В конце столь долгого странствия я испытываю скорее потребность открыть окна и двери, проветрить дом и даже выйти из него. Выстроив попутно некую проблематику, которая не должна бы оказаться действительной единственно для доиндустриальных новых времен (если бы не достигала она глубин истории), я хотел бы заставить ее модель проскользнуть в иные воды, в рамки иного периода. А раз уж менять арену, то почему бы не добраться и до современного мира? Иначе говоря, до реальностей и опыта, которые мы видим собственными глазами и можем потрогать своими руками? Мы выбрались бы из зачарованного мира ретроспективной истории ради того, чтобы вернуться к картинам настоящего, которые нам не надобно воссоздавать: они открыты нашему взору во всем своем богатстве и во всей своей запутанности.
В таком путешествии не было бы ничего нелогичного: разве же объяснение современности не сокровенная цель истории, не глубинный ее мотив?1 И разве ныне история во взаимодействии с различными науками о человеке не становится мало-помалу наукой приблизительной, несовершенной, как и они, но готовой ставить вопросы, так же как и отвечать на них, сделать своей мерой в такой же степени настоящее, как и прошлое? Вот что ободрило меня пуститься в приключение, на мой взгляд возможное, полезное и даже приятное. Оставим в стороне без излишних угрызений совести риск сравнения, проводимого, не особенно заботясь о пугале, каким является пресвятой анахронизм. Я думаю, что для нас, «выходящих на свет» после долгого поиска во временах минувших, настоящее время сможет быть хорошим ориентиром и даже, если осмелиться на такое выражение, указателем истины.

◆ ◆ ◆ ◆ ◆

Задания.
(1) Продублируйте из отрывка текст от «В таком путешествии» до «выражение, указателем истины.».
(2) Почему, согласно отрывку, переход от прошлого к современному миру не был бы нелогичным? Ответьте в одном–трех предложениях.
(3) Чем, по словам отрывка, может стать настоящее время для тех, кто «выходит на свет» после долгого поиска в минувших временах?

Выдержка из материала.
◆ ◆ ◆ ◆ ◆

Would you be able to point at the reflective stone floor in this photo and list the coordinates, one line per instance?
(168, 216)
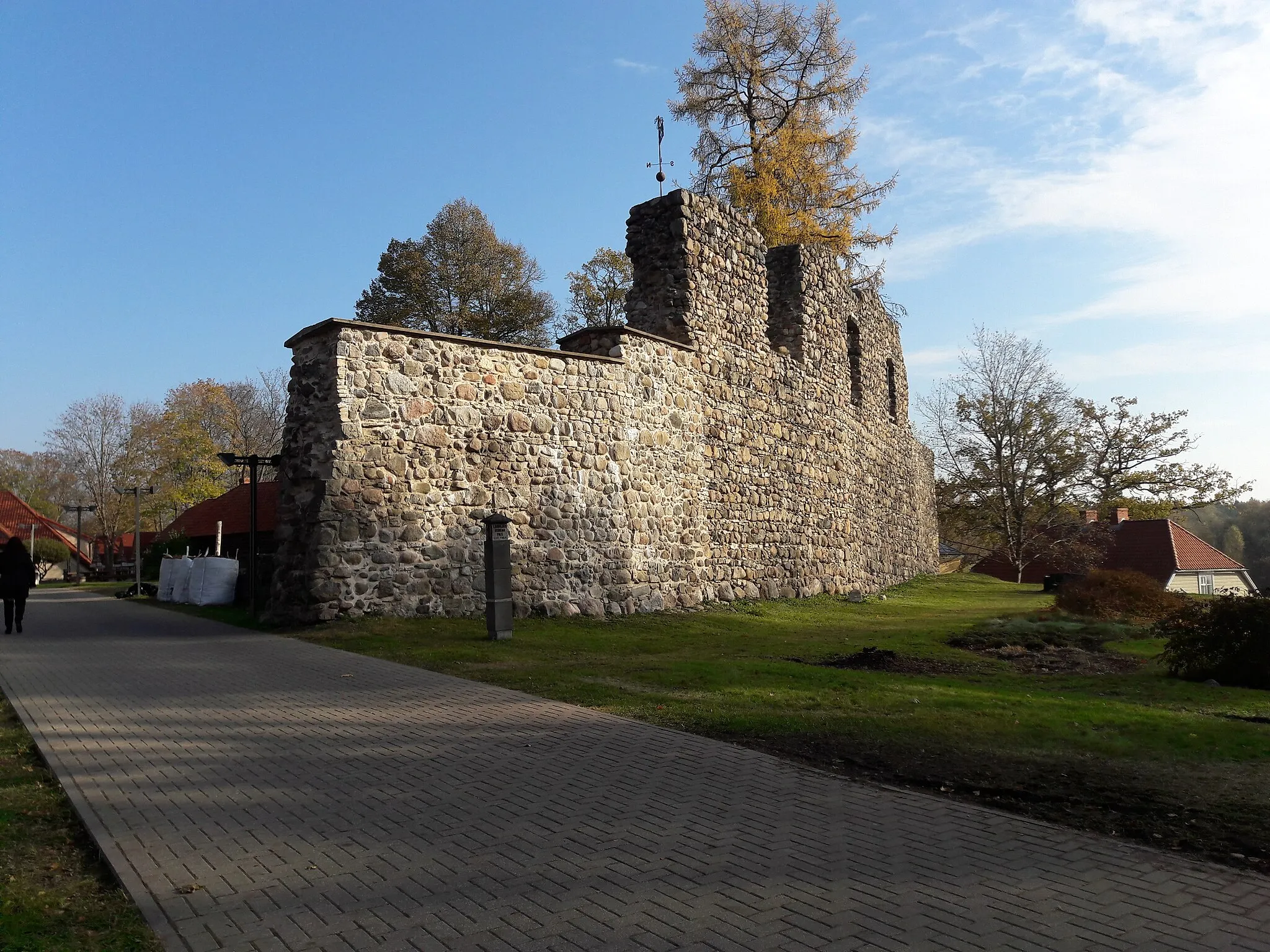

◆ ◆ ◆ ◆ ◆

Ответы по заданиям.
(1)
В таком путешествии не было бы ничего нелогичного: разве же объяснение современности не сокровенная цель истории, не глубинный ее мотив?1 И разве ныне история во взаимодействии с различными науками о человеке не становится мало-помалу наукой приблизительной, несовершенной, как и они, но готовой ставить вопросы, так же как и отвечать на них, сделать своей мерой в такой же степени настоящее, как и прошлое? Вот что ободрило меня пуститься в приключение, на мой взгляд возможное, полезное и даже приятное. Оставим в стороне без излишних угрызений совести риск сравнения, проводимого, не особенно заботясь о пугале, каким является пресвятой анахронизм. Я думаю, что для нас, «выходящих на свет» после долгого поиска во временах минувших, настоящее время сможет быть хорошим ориентиром и даже, если осмелиться на такое выражение, указателем истины.

(2) Объяснение современности названо в отрывке сокровенной целью и глубинным мотивом истории. Кроме того, история во взаимодействии с науками о человеке становится наукой, готовой ставить вопросы и отвечать на них. Своей мерой она делает настоящее в той же степени, что и прошлое.

(3) Хорошим ориентиром и даже указателем истины.